SUPPLIED TEXT
Thelymitra peniculata, commonly called trim sun orchid, is a species of orchid that is endemic to southern eastern Australia. It has a single long, erect, fleshy, channelled leaf and up to eighteen deep blue to purple self-pollinating flowers.

==Description==
Thelymitra peniculata is a tuberous, perennial herb with a single erect, dark green, fleshy, channelled, linear leaf 140-400 mm long and 5-20 mm wide with a purplish base. Up to eighteen deep blue to rich purple flowers 14-22 mm wide are arranged on a flowering stem 250-650 mm tall. The sepals and petals are 6-12 mm long and 3-6.5 mm wide. The column is pink or purplish, 4.5-6.5 mm long and 2.5-4 mm wide. The lobe on the top of the anther is dark brown to blackish with a yellow tip, tubular and sharply curved with a notched tip. The side lobes curve upwards and have untidy, mop-like tufts of white hairs. Flowering occurs from September to November but the flowers are self-pollinating and only open on hot days.

==Taxonomy and naming==
Thelymitra peniculata was first formally described in 2004 by Jeff Jeanes. The description was published in Muelleria from a specimen collected near Narrandera. The specific epithet (peniculata) is derived from the Latin word peniculus meaning "brush" referring to the loose, semi-erect tuft of hairs on the lateral lobes.

==Distribution and habitat==
Trim sun orchid usually grows in a range of habitats from grassland to forest south from Mount Kaputar in New South Wales to the Australian Capital Territory, Victoria, Tasmania and the Flinders Ranges in South Australia.

WHAT YOU SHOULD DO
In the trim sun orchid text, when do the flowers open?

PROVIDED RECORDS
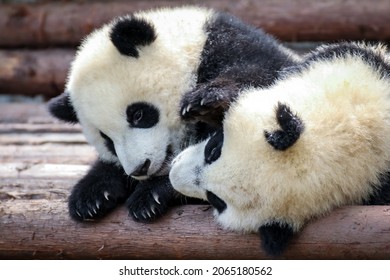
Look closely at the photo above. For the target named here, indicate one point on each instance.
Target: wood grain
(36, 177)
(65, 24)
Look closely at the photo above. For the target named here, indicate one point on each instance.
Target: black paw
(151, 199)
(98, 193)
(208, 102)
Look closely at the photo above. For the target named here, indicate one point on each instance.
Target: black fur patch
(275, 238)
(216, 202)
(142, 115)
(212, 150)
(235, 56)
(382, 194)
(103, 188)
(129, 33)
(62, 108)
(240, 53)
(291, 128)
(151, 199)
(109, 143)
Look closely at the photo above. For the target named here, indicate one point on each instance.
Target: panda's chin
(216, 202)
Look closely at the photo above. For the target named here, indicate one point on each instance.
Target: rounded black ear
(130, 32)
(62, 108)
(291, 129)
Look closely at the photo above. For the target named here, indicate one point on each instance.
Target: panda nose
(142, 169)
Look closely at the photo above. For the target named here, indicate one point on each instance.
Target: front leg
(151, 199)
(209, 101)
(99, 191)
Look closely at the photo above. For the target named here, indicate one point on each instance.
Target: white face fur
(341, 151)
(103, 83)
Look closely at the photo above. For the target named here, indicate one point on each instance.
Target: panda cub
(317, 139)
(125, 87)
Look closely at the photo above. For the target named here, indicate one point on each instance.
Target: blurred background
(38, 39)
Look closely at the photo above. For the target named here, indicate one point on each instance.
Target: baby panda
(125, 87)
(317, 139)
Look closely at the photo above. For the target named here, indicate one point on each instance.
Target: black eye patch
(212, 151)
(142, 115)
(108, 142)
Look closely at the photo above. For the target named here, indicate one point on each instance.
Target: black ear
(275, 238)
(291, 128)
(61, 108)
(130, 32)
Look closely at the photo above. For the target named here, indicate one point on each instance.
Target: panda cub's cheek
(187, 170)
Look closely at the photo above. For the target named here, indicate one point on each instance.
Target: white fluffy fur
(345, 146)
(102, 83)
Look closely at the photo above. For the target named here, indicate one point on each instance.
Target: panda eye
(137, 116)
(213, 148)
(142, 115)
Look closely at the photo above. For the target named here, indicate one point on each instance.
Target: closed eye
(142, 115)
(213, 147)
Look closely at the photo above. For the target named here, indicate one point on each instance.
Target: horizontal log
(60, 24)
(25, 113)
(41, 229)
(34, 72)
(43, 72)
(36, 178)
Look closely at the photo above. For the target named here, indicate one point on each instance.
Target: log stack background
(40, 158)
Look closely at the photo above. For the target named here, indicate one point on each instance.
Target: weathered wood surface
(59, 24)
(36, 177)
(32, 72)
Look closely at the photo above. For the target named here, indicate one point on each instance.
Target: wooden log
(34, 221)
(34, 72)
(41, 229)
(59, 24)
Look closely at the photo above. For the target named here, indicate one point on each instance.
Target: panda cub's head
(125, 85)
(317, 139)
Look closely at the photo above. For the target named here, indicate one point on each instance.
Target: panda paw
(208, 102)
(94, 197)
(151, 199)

ANSWER SPACE
Only on hot days.